> [Task prompt] Rewrite everything in the data from the line containing "the sky with" down to the line containing "of the open", both included, keeping the requests as they are and shifting every point coordinate up by 113.

> [Working data]
[Begin]

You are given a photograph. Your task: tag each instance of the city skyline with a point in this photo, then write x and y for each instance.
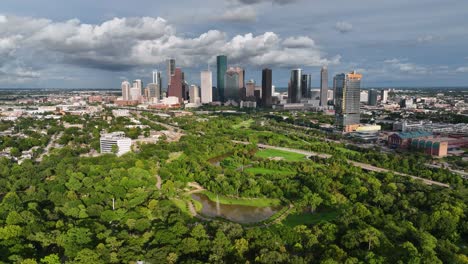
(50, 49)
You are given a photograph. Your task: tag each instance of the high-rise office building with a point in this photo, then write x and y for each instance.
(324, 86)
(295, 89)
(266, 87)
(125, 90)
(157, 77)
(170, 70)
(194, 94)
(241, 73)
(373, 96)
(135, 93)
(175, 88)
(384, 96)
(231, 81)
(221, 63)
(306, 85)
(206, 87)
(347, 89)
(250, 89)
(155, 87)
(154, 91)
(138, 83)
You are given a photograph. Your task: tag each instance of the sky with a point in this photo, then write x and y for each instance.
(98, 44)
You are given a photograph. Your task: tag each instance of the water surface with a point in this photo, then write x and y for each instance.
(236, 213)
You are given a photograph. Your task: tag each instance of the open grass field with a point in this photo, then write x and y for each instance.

[End]
[Begin]

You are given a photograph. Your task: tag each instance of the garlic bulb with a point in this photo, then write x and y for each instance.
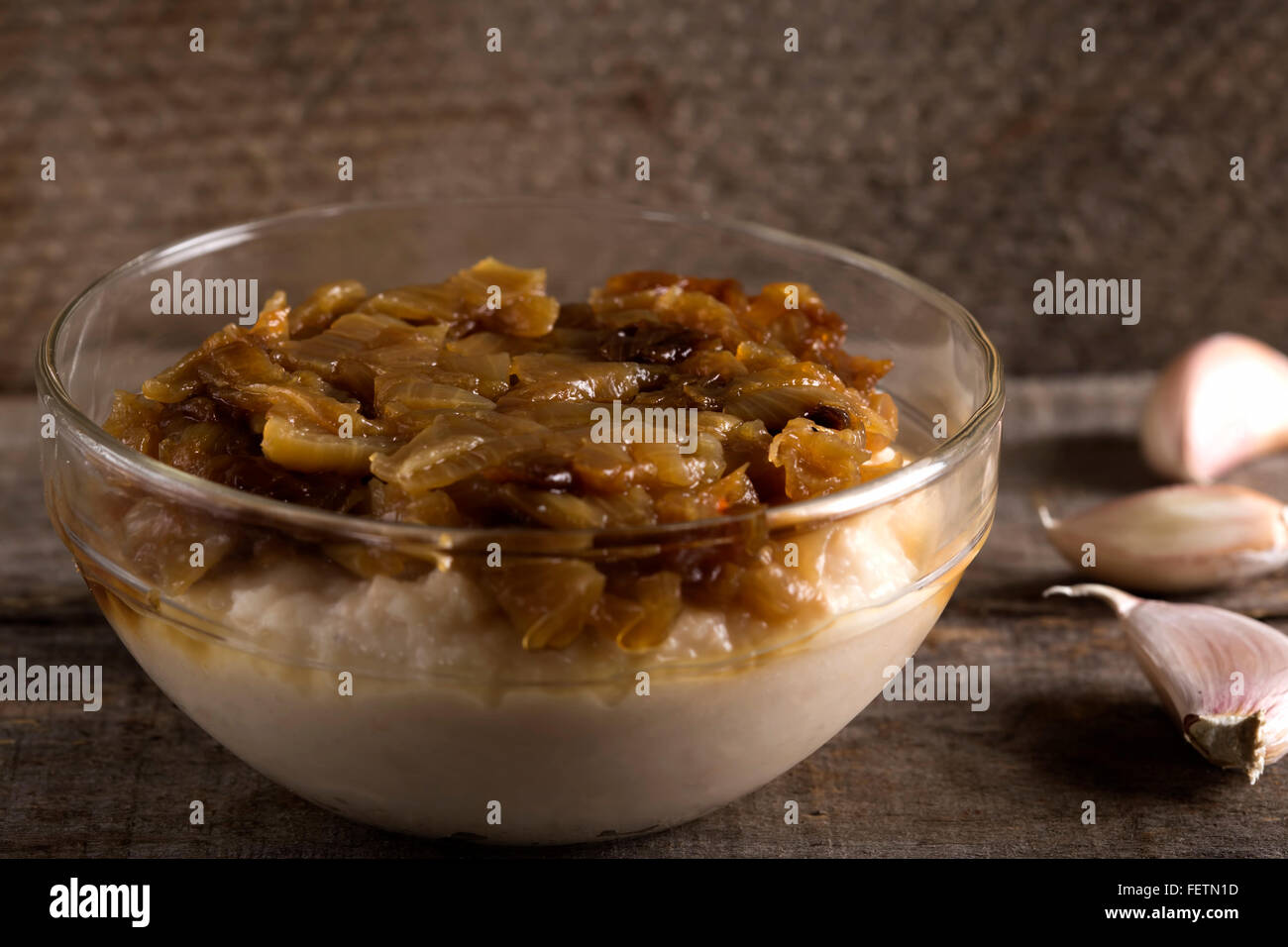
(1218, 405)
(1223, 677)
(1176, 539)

[End]
[Begin]

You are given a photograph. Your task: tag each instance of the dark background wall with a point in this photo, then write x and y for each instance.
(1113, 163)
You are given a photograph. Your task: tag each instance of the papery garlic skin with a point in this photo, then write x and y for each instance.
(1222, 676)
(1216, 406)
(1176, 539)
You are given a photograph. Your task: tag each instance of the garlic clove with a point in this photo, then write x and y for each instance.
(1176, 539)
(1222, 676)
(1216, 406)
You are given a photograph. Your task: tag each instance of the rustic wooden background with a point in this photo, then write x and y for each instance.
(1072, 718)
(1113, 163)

[End]

> [Full answer]
You are given a photograph. Your task: tag each instance of the sky with a point in this photo, then write x and y for each instance.
(211, 157)
You are given a photograph. Your task: tag each instance of the water surface with a point in this photo, then write x and y for each instance.
(349, 326)
You are given a photograph. Your task: tag each instance of the open grass field with a point in this photo, then write x and y for each instance.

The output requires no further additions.